TASK DIRECTIONS: In the data below, one line contains "Query: white window frame" and a later one contains "Where can the ear". Print both, with every line between them, exactly and alone.

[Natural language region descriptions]
-- Opening Marker --

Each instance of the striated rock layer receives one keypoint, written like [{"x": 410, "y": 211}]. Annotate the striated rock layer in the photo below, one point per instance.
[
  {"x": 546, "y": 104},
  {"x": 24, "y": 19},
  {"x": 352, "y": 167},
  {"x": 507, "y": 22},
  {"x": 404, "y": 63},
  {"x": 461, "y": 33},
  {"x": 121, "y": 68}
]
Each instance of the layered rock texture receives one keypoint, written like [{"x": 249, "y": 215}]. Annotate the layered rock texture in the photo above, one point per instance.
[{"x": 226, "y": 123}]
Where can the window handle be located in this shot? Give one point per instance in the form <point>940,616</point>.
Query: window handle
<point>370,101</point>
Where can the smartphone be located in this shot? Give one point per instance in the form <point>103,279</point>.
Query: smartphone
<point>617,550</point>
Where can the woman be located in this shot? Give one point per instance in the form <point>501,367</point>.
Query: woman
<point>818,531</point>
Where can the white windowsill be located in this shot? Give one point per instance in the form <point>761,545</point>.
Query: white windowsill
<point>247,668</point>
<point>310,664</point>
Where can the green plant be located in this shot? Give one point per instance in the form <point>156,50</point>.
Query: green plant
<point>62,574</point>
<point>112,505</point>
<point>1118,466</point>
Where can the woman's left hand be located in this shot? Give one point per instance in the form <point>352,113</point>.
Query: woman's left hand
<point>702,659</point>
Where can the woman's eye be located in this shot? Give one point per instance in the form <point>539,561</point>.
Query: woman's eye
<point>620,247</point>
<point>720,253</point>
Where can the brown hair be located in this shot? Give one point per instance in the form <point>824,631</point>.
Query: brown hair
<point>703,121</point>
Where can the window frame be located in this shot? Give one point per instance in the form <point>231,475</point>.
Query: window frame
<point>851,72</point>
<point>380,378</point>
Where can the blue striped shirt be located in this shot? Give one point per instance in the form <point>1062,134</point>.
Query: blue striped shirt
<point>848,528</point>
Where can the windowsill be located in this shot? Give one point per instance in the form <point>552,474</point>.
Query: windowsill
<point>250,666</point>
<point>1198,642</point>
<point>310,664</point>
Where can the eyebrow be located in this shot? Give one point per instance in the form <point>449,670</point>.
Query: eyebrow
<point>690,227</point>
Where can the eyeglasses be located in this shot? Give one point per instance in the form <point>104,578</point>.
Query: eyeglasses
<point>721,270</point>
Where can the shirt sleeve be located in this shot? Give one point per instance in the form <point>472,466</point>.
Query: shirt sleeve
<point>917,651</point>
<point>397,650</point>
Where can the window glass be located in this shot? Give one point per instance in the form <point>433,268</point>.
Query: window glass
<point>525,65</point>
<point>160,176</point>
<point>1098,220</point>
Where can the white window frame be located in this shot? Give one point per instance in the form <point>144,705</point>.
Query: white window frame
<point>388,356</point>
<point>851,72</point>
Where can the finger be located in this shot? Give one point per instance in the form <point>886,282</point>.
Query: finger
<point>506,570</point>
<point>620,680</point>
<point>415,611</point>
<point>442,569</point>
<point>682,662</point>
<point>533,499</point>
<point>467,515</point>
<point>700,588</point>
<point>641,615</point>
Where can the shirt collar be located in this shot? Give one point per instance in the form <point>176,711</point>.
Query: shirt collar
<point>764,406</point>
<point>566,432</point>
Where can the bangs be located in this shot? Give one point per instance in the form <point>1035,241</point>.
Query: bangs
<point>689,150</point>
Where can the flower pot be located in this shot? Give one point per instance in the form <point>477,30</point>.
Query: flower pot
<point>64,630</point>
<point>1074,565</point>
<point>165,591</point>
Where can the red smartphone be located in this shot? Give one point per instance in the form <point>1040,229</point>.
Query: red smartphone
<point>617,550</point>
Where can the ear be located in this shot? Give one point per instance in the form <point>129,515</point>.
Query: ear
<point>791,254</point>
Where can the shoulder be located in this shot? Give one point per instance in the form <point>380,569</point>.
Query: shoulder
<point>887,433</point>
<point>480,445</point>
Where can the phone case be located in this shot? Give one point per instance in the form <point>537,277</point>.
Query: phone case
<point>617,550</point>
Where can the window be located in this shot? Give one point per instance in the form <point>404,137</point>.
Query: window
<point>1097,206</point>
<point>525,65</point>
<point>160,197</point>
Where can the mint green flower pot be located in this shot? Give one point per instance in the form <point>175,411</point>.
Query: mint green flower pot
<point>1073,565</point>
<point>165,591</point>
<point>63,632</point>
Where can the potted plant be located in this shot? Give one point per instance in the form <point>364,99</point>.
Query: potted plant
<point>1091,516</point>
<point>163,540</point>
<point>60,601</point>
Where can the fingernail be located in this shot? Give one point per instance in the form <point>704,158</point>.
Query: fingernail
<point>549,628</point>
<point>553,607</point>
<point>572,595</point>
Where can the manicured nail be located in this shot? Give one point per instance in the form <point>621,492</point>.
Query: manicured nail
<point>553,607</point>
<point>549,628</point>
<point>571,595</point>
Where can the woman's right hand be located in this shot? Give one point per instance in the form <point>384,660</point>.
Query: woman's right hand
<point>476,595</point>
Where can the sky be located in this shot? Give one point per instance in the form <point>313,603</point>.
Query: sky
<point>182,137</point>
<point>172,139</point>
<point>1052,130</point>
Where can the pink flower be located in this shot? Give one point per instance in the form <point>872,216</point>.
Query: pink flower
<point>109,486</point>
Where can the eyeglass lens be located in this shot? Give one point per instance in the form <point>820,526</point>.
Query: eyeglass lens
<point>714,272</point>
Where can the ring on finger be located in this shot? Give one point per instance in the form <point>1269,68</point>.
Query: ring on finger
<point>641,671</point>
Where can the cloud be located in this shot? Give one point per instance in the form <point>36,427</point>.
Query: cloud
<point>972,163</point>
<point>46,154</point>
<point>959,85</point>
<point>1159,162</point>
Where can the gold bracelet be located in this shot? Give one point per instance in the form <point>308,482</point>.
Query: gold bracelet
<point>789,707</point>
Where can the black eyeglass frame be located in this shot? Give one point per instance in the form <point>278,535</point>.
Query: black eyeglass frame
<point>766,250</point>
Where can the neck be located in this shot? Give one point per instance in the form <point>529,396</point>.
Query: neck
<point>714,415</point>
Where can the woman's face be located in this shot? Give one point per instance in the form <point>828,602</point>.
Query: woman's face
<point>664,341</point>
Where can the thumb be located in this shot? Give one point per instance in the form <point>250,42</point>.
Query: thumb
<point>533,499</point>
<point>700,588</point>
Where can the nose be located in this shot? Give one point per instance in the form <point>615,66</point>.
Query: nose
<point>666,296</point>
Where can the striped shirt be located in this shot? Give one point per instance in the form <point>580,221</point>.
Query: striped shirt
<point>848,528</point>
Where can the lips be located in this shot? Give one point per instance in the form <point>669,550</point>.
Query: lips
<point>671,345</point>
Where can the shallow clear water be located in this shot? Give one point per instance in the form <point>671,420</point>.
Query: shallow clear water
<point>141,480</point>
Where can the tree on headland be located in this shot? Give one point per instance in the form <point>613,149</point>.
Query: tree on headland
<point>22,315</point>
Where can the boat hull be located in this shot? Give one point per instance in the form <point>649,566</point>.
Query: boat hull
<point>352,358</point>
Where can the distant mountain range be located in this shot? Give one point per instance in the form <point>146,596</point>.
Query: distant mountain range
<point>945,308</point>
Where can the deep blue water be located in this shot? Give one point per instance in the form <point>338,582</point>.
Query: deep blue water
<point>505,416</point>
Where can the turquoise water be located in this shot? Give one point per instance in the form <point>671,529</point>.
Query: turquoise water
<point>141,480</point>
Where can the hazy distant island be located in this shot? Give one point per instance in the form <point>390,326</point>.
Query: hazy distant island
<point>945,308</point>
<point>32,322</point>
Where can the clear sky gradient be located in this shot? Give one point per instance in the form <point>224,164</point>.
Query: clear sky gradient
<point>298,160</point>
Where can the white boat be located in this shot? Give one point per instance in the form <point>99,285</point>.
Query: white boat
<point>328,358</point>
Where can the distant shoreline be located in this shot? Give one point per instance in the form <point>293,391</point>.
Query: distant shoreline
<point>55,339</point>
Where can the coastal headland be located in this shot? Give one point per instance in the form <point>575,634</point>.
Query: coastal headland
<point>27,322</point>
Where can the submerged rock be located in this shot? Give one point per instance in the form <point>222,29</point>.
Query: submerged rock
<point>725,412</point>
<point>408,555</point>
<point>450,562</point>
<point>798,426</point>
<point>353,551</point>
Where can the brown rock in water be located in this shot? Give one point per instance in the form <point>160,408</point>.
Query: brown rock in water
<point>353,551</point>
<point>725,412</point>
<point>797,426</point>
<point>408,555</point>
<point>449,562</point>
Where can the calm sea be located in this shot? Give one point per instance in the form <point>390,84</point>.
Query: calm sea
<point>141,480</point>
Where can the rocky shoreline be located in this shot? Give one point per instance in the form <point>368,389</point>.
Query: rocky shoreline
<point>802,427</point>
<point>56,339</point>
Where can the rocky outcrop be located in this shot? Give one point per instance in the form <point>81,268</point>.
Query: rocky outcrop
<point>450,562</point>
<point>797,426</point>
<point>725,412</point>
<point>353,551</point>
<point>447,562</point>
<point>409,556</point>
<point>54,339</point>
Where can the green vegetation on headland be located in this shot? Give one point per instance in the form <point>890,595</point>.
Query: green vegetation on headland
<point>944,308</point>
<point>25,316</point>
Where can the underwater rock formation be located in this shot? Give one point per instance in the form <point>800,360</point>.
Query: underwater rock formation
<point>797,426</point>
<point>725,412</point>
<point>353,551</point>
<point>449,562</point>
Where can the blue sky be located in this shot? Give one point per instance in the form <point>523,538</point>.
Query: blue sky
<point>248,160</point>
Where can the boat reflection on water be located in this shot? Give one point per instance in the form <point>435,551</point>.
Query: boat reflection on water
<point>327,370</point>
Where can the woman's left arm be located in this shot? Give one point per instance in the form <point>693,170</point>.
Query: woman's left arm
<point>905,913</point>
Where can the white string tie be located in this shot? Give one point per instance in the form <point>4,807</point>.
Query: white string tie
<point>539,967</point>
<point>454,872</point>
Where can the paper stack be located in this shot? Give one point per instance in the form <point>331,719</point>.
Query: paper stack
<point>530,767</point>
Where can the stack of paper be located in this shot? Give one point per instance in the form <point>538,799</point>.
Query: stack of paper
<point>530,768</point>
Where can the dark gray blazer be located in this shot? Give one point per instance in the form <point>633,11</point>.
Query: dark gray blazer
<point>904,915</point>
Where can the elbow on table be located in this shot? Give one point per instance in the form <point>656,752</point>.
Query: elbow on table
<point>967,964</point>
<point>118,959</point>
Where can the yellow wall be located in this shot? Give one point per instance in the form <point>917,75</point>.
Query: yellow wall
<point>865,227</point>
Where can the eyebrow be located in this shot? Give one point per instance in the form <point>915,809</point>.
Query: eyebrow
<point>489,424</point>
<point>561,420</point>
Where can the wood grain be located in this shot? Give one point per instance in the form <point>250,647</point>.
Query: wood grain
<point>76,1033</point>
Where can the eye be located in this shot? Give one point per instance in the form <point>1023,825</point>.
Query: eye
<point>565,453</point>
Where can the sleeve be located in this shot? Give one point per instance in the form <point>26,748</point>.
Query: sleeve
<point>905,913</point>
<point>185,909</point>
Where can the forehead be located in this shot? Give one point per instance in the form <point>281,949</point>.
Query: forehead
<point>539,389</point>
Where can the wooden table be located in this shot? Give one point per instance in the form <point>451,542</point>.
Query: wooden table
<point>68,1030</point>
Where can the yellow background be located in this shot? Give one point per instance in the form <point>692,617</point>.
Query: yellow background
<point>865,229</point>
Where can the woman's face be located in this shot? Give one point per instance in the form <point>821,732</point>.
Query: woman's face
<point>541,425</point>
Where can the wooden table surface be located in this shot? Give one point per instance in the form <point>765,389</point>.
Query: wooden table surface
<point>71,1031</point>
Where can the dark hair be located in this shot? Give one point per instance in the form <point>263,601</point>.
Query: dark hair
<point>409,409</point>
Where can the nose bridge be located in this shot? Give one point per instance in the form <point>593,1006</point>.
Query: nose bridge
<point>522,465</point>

-- Closing Marker --

TASK ANSWER:
Query: white window frame
<point>388,356</point>
<point>851,72</point>
Where can the finger be located in this shot? Give one point per instance in the form <point>886,282</point>.
Query: finger
<point>506,570</point>
<point>620,680</point>
<point>415,611</point>
<point>442,569</point>
<point>682,662</point>
<point>533,499</point>
<point>467,515</point>
<point>700,588</point>
<point>641,615</point>
Where can the shirt collar be located in this shot? Give one point per instance in the form <point>176,711</point>.
Query: shirt collar
<point>764,406</point>
<point>566,432</point>
Where can the bangs be located in this shot? Give one point per instance in the form <point>1035,241</point>.
Query: bangs
<point>689,150</point>
Where can the flower pot be located in this shot? Give one point per instance in the form <point>477,30</point>.
Query: flower pot
<point>64,630</point>
<point>1074,565</point>
<point>165,591</point>
Where can the red smartphone be located in this shot? Give one point per instance in the form <point>1040,229</point>.
Query: red smartphone
<point>617,550</point>
Where can the ear be located in this shot? Give one point per instance in the form <point>129,515</point>.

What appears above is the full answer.